:: Task requirements ::
Return every entry below exactly as written.

:: Raw data ::
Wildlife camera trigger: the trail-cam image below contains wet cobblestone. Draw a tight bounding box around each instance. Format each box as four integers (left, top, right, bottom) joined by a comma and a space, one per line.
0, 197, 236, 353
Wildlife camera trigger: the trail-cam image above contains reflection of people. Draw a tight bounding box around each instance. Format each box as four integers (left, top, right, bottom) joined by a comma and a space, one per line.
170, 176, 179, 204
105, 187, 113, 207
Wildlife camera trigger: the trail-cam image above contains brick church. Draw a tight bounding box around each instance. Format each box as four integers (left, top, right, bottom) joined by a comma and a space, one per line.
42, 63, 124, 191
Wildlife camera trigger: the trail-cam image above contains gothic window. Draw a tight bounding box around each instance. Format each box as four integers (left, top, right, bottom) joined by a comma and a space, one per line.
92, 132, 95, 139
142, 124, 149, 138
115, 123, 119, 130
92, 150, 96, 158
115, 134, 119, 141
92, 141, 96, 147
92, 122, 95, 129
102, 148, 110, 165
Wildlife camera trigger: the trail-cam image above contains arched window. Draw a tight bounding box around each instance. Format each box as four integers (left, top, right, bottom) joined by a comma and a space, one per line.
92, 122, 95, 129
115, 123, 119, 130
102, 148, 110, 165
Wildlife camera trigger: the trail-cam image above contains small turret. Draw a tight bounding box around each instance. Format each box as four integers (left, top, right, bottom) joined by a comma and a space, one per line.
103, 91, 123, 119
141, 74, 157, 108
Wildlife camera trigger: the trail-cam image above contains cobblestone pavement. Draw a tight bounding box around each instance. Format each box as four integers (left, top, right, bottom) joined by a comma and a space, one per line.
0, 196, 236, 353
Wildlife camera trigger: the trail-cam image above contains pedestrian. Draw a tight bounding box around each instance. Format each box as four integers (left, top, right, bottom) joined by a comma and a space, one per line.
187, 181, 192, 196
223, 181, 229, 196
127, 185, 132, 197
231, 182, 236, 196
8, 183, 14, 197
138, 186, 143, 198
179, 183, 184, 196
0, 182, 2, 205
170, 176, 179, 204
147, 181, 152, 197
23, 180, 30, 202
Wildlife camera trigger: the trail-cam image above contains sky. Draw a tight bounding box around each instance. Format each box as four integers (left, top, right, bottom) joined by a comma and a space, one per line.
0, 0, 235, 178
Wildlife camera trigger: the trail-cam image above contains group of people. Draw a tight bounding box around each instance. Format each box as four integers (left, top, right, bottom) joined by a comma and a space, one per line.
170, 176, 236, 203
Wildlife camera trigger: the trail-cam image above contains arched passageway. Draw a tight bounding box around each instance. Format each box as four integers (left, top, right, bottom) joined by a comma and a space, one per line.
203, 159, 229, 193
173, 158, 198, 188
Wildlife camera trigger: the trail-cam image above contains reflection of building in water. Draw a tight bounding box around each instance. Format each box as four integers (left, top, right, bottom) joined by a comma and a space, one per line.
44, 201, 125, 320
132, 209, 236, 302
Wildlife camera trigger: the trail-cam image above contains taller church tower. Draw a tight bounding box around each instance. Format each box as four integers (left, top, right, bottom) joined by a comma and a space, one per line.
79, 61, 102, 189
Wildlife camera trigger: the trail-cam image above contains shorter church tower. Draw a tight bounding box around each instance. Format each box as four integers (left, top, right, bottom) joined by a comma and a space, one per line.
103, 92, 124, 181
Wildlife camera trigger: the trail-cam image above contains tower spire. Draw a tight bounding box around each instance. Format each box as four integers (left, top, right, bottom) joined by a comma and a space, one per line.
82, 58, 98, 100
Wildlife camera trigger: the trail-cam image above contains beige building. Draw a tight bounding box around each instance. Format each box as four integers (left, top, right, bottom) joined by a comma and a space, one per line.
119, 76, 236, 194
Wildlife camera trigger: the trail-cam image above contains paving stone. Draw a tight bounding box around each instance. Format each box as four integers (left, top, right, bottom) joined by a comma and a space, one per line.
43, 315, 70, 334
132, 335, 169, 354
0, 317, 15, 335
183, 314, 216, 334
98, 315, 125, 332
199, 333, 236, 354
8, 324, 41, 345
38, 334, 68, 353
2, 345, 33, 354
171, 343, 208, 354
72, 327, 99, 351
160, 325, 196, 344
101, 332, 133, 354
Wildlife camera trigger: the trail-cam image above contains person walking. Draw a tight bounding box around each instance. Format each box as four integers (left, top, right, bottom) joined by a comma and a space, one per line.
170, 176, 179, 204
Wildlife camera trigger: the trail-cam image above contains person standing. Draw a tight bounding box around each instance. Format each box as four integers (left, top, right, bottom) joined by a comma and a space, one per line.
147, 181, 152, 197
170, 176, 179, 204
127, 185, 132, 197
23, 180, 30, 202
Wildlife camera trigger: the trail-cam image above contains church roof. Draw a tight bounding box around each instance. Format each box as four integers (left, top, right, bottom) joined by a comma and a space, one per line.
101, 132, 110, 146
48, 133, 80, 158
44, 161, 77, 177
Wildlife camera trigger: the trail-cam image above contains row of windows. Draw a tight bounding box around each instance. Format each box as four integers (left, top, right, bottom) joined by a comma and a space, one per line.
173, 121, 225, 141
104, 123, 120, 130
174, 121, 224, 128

:: Response area ::
Wildlife camera trigger: the trail-cam image below contains wet cobblestone. Draw a tight bounding box around each instance. Format each box as four integers (left, top, right, bottom) joined by a comma and a space, one per line.
0, 197, 236, 353
Wildlife camera trigger: the trail-cam image above contains reflection of people. Draw a tight bounding box around each instance. Format each box as four integers (left, top, right, bottom) joined by a comma and a space, one per line.
170, 176, 179, 204
105, 187, 113, 207
Wildlife camera trigger: the trail-cam image above contains brick church. Draw a tight bounding box around each instance. Format each box as four integers (left, top, right, bottom) joined by a comma and a space, one per line.
42, 63, 124, 191
Wildlife camera trigger: the trail-cam image above contains gothic window. Draw a tight bounding box around each instance. Format each box as four integers (left, top, right, bottom) joined by a comma and a space, one per line.
92, 132, 95, 139
142, 124, 149, 138
115, 123, 119, 130
92, 150, 96, 158
115, 134, 119, 141
92, 141, 96, 147
92, 122, 95, 129
102, 148, 110, 165
Wildlife camera trigger: the trail-cam image above contains arched window. Draw a tight bounding box around each instance. Format each box as four integers (left, top, right, bottom) joined by a comma and a space, one per line.
92, 122, 95, 129
115, 123, 119, 130
102, 148, 110, 165
Wildlife camera trigger: the trail-cam image above contains small turret. Draw a tight bounding box around each instance. Format each box as four integers (left, top, right, bottom) joined by a comma and a space, one per line.
103, 91, 123, 119
141, 74, 157, 108
Wildlife camera trigger: the trail-cam image above contains cobblestone pavement. Draw a tight bounding box around each instance. Format each box as four integers (left, top, right, bottom) joined by a comma and a space, one per line.
0, 196, 236, 353
Wildlife camera trigger: the trail-cam image above contains pedestrian. Draw a tight bounding box around each instance. Format each box as four integers (left, top, right, bottom) joined by a comma and a space, one per line.
187, 181, 192, 196
223, 181, 229, 196
127, 185, 132, 197
231, 182, 236, 196
8, 183, 14, 197
138, 186, 143, 198
179, 183, 184, 196
0, 182, 2, 205
170, 176, 179, 204
147, 181, 152, 197
23, 180, 30, 202
Wildlife camera trigger: the trail-cam image above contains sky. Draw a tight bounding box around each instance. Format each box as four integers (left, top, right, bottom) joined by a comma and a space, one per line.
0, 0, 235, 178
Wildlife camera trigger: the trail-cam image above contains group of people. Draw a tight bounding box around each instance. Format each box as four integers (left, top, right, bottom) joined by a comma and a space, one per line.
170, 176, 236, 203
Wildlife camera trigger: the trail-cam image above contains arched passageway. Draw a tight bounding box around each instance. Format each box as four integers (left, top, right, bottom) joined by a comma and a space, one per line.
203, 159, 229, 193
173, 158, 198, 188
Wildlife camera trigger: the trail-cam image above contains reflection of building in water. Draw a tight bounding box around each instance. Format each box as four integers (left, top, right, bottom) joined by a comma and a space, one per line.
44, 201, 125, 320
132, 209, 236, 302
Wildlife camera trigger: the trail-cam image above contains taller church tower. Draw a tight bounding box around each instance. Format each box as four integers (left, top, right, bottom) joined by a comma and a space, one per line.
79, 61, 102, 189
Wildlife camera trigger: the trail-cam image above contains shorter church tower. Draw a tight bounding box around each instance. Format each box as four integers (left, top, right, bottom) joined by a comma and a space, one per line.
103, 92, 124, 181
Wildlife camera trigger: the trail-cam image above contains tower spire. Draw a tight bounding box around each instance. Format each box as four integers (left, top, right, bottom) joined by a comma and a space, one per line.
82, 58, 98, 100
Wildlife camera trigger: the trail-cam image above contains beige building. Draw a tight bounding box around each instance. Format each box as four integers (left, top, right, bottom) joined by a comma and a space, one per line.
119, 76, 236, 194
Wildlife camera trigger: the trail-cam image above contains paving stone. Draw a tight bounding box around each instance. Format each box as four integers (left, top, right, bottom) joined by a comma and a space, one per line.
43, 315, 70, 334
132, 335, 169, 354
0, 317, 15, 335
183, 314, 216, 334
98, 315, 125, 332
199, 333, 236, 354
8, 324, 41, 345
38, 334, 68, 353
2, 345, 33, 354
171, 343, 208, 354
72, 327, 99, 351
160, 325, 196, 344
101, 332, 133, 354
Wildlife camera trigger: the trail-cam image above contains person walking. Draw a tight bounding box around each instance. Format each box as four integers (left, top, right, bottom) joined by a comma and a space, one per line.
170, 176, 179, 204
Wildlife camera trigger: the trail-cam image above contains person standing. Draw a tight bounding box around each instance. Format each box as four integers (left, top, right, bottom) joined by a comma and a space, one per line.
147, 181, 152, 197
170, 176, 179, 204
127, 185, 132, 197
23, 180, 30, 202
Wildlife camera trigger: the trail-cam image above contains church roof. Draw a tight bounding box around each instance. Format each box as four integers (left, top, right, bottom) joined by a comma and a space, one per line.
101, 132, 110, 146
48, 133, 80, 158
44, 161, 77, 177
Wildlife camera trigger: the trail-cam image above contains row of windows. Draw a tight bounding box around each instance. Format each box as four integers (left, top, right, bottom) joined by a comma and a space, one per line.
173, 121, 225, 141
104, 123, 120, 130
174, 121, 224, 128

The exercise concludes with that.